— The request —
Without the pictures, give the entries below again exactly as written.
::: The data :::
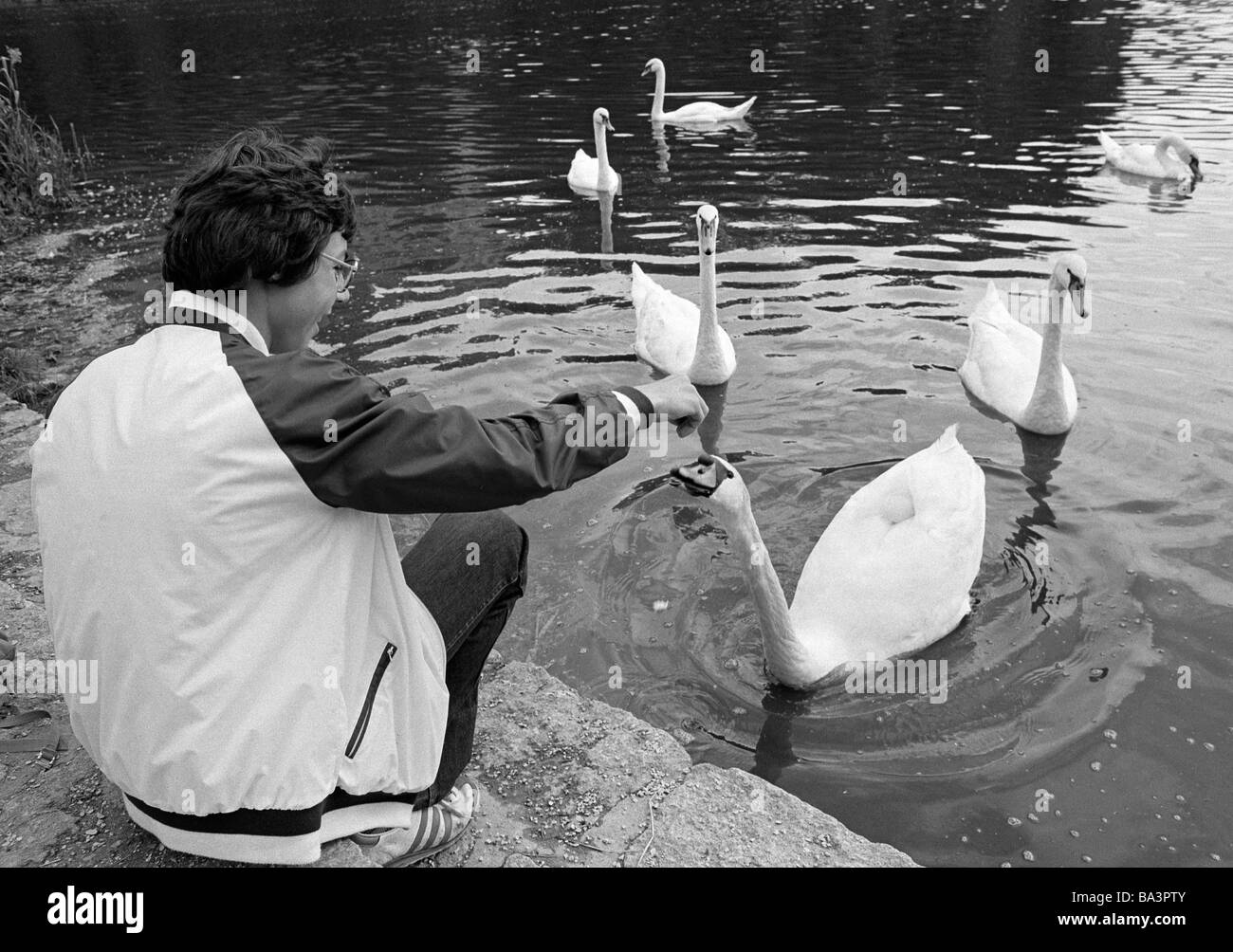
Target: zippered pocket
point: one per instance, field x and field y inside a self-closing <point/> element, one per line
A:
<point x="361" y="725"/>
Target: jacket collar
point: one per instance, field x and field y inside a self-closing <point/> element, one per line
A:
<point x="222" y="313"/>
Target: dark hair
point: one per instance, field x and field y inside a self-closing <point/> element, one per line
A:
<point x="255" y="208"/>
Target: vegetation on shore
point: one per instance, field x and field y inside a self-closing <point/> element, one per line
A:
<point x="37" y="169"/>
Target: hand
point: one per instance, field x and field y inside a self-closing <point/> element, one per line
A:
<point x="676" y="398"/>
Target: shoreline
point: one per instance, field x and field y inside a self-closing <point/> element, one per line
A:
<point x="565" y="779"/>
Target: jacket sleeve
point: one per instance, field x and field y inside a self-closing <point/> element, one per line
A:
<point x="358" y="447"/>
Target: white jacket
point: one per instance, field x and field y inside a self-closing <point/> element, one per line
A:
<point x="212" y="532"/>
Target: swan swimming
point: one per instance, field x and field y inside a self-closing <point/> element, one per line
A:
<point x="1154" y="163"/>
<point x="889" y="576"/>
<point x="695" y="112"/>
<point x="673" y="336"/>
<point x="595" y="174"/>
<point x="1018" y="372"/>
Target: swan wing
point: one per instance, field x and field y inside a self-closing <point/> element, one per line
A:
<point x="708" y="111"/>
<point x="1003" y="357"/>
<point x="1142" y="159"/>
<point x="740" y="111"/>
<point x="893" y="570"/>
<point x="583" y="171"/>
<point x="1113" y="151"/>
<point x="667" y="325"/>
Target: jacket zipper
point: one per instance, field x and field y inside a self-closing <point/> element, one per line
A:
<point x="361" y="725"/>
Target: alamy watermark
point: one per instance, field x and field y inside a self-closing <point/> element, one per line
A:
<point x="616" y="430"/>
<point x="1048" y="307"/>
<point x="159" y="312"/>
<point x="49" y="676"/>
<point x="903" y="676"/>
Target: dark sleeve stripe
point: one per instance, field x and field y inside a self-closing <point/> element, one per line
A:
<point x="357" y="446"/>
<point x="641" y="401"/>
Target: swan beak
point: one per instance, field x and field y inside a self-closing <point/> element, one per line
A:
<point x="1079" y="299"/>
<point x="702" y="477"/>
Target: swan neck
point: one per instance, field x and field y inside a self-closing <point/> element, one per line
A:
<point x="709" y="311"/>
<point x="661" y="82"/>
<point x="788" y="657"/>
<point x="602" y="155"/>
<point x="1048" y="375"/>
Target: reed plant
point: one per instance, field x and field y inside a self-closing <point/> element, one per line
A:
<point x="37" y="168"/>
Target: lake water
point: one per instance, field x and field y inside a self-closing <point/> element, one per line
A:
<point x="1090" y="705"/>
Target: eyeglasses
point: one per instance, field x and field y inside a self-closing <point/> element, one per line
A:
<point x="343" y="279"/>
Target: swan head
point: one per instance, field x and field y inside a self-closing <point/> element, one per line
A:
<point x="1184" y="152"/>
<point x="599" y="118"/>
<point x="714" y="479"/>
<point x="1192" y="162"/>
<point x="1071" y="276"/>
<point x="708" y="229"/>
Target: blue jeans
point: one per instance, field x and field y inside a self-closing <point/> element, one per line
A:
<point x="469" y="570"/>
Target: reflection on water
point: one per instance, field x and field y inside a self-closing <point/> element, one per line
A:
<point x="1105" y="583"/>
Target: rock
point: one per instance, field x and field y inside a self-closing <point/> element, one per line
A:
<point x="730" y="817"/>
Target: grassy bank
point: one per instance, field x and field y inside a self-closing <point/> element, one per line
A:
<point x="37" y="168"/>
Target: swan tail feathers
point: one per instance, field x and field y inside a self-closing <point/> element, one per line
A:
<point x="640" y="286"/>
<point x="739" y="112"/>
<point x="1111" y="148"/>
<point x="948" y="486"/>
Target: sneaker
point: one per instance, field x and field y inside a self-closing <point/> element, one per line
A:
<point x="438" y="828"/>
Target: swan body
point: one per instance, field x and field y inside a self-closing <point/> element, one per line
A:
<point x="1018" y="372"/>
<point x="595" y="174"/>
<point x="694" y="112"/>
<point x="673" y="335"/>
<point x="889" y="576"/>
<point x="1154" y="162"/>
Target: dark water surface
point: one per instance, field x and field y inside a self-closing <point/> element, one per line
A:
<point x="488" y="282"/>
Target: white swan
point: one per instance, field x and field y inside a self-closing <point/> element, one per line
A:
<point x="595" y="174"/>
<point x="1154" y="163"/>
<point x="1018" y="372"/>
<point x="672" y="335"/>
<point x="694" y="111"/>
<point x="891" y="575"/>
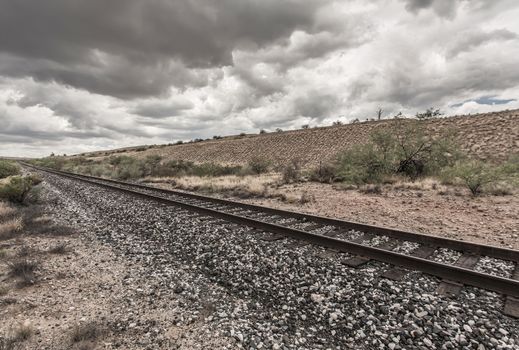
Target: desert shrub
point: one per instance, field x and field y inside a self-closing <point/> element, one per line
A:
<point x="362" y="164"/>
<point x="127" y="168"/>
<point x="291" y="172"/>
<point x="19" y="189"/>
<point x="476" y="175"/>
<point x="8" y="168"/>
<point x="510" y="170"/>
<point x="409" y="152"/>
<point x="429" y="114"/>
<point x="258" y="165"/>
<point x="324" y="173"/>
<point x="24" y="269"/>
<point x="420" y="154"/>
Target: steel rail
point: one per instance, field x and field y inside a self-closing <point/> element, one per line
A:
:::
— Problem solution —
Target: zippered pocket
point: one per instance, field x and field y inside a self-closing <point/> element, one per line
A:
<point x="361" y="725"/>
Target: jacket collar
point: one per instance, field x and field y inside a self-closing <point/> element, one per line
A:
<point x="222" y="313"/>
Target: dark hair
point: one per instance, field x and field y inside a self-closing <point/> element, one per line
A:
<point x="255" y="208"/>
Target: vegetation on shore
point: one per instance, field x and field y inside a self-closing <point/> element, one per line
A:
<point x="37" y="169"/>
Target: hand
point: one per instance, field x and field y inside a self-closing <point/> element, one per line
A:
<point x="676" y="398"/>
Target: shoreline
point: one per instance, field x and field y inside a self-closing <point/> element, one per line
A:
<point x="565" y="779"/>
Target: jacket sleeve
point: one per instance, field x and field y inside a self-closing <point/> element, one per line
A:
<point x="358" y="447"/>
Target: white jacket
point: one per instance, field x and field y inside a self-closing <point/> element, one per line
A:
<point x="212" y="532"/>
Target: swan swimming
point: one per instance, field x and field y inside a self-closing <point/> element, one per line
A:
<point x="1154" y="163"/>
<point x="889" y="576"/>
<point x="695" y="112"/>
<point x="673" y="336"/>
<point x="595" y="174"/>
<point x="1018" y="372"/>
Target: swan wing
point: one per instance, field x and field y inside a self-closing <point/> element, one per line
A:
<point x="708" y="111"/>
<point x="1003" y="357"/>
<point x="1142" y="159"/>
<point x="740" y="111"/>
<point x="893" y="570"/>
<point x="583" y="171"/>
<point x="1113" y="151"/>
<point x="667" y="325"/>
Target: jacket zipper
point: one per instance, field x and field y inside a self-closing <point/> element, one per line
A:
<point x="361" y="725"/>
Target: alamy watermark
point: one per instance, field x and field y inside a self-closing <point/> element, one per line
A:
<point x="616" y="430"/>
<point x="1048" y="307"/>
<point x="159" y="312"/>
<point x="49" y="676"/>
<point x="903" y="676"/>
Target: dark sleeve stripe
point: one per instance, field x and field y inside a self-closing <point/> element, one per line
A:
<point x="357" y="446"/>
<point x="641" y="401"/>
Target: swan beak
point: one per instance, field x and field y inside a self-closing <point/> element, one per line
A:
<point x="1079" y="299"/>
<point x="702" y="477"/>
Target: swan neck
point: one per instance, field x and field y inside a self-closing <point/> element, one per line
A:
<point x="709" y="311"/>
<point x="661" y="82"/>
<point x="788" y="657"/>
<point x="602" y="155"/>
<point x="1048" y="375"/>
Target: reed plant
point: one per instance, field x and field y inside a self-closing <point/> element, one per line
A:
<point x="37" y="168"/>
Target: lake water
point: one per instance, field x and field y inside a self-closing <point/> element, one per line
A:
<point x="1090" y="705"/>
Target: eyeglasses
point: one per instance, field x and field y inside a self-closing <point/> element, one per line
A:
<point x="343" y="279"/>
Target: swan head
point: one per instance, field x and field y inside a self-closing <point/> element, one per line
A:
<point x="1184" y="152"/>
<point x="599" y="118"/>
<point x="714" y="479"/>
<point x="1192" y="162"/>
<point x="1071" y="276"/>
<point x="708" y="229"/>
Target: blue jeans
point: one per instance, field x and field y inside a self-closing <point/> element, one per line
A:
<point x="469" y="570"/>
Target: reflection on water
point: one per instance, field x and field y inside a self-closing <point/> element, one per line
A:
<point x="1105" y="583"/>
Target: rock
point: one per instance, field x and field y inside a self-closing <point/> element, one per line
A:
<point x="730" y="817"/>
Target: grassy bank
point: one per instance, field x and field y inside a self-closing <point/> element, one per line
A:
<point x="37" y="168"/>
Target: swan tail feathers
point: one per instance, field x and field y inside a self-closing <point/> element, one per line
A:
<point x="640" y="286"/>
<point x="739" y="112"/>
<point x="1111" y="148"/>
<point x="948" y="486"/>
Target: sneaker
point: one per instance, field x and field y inside a self-closing <point/> element, one per line
A:
<point x="438" y="828"/>
Target: swan body
point: one per instance, field x and field y inside a self-closing <point/> element, one per line
A:
<point x="1018" y="372"/>
<point x="595" y="174"/>
<point x="694" y="112"/>
<point x="673" y="335"/>
<point x="889" y="576"/>
<point x="1154" y="162"/>
Target: dark water surface
point: one per instance, field x and field y inside a self-closing <point/> element, one per line
A:
<point x="488" y="282"/>
Target: white swan
point: one per instance, field x and field y inside a self-closing <point/> element, one per line
A:
<point x="595" y="174"/>
<point x="1154" y="163"/>
<point x="1018" y="372"/>
<point x="672" y="335"/>
<point x="694" y="111"/>
<point x="891" y="575"/>
Target: desert shrub
point: one per instance, field x and field y inside a self-closing <point/> element, one per line
A:
<point x="362" y="164"/>
<point x="127" y="168"/>
<point x="291" y="172"/>
<point x="19" y="189"/>
<point x="476" y="175"/>
<point x="8" y="168"/>
<point x="510" y="170"/>
<point x="409" y="152"/>
<point x="429" y="114"/>
<point x="258" y="165"/>
<point x="324" y="173"/>
<point x="24" y="269"/>
<point x="420" y="154"/>
Target: steel rail
point: one per instance, field x and field y inside a self-closing <point/> element, one per line
A:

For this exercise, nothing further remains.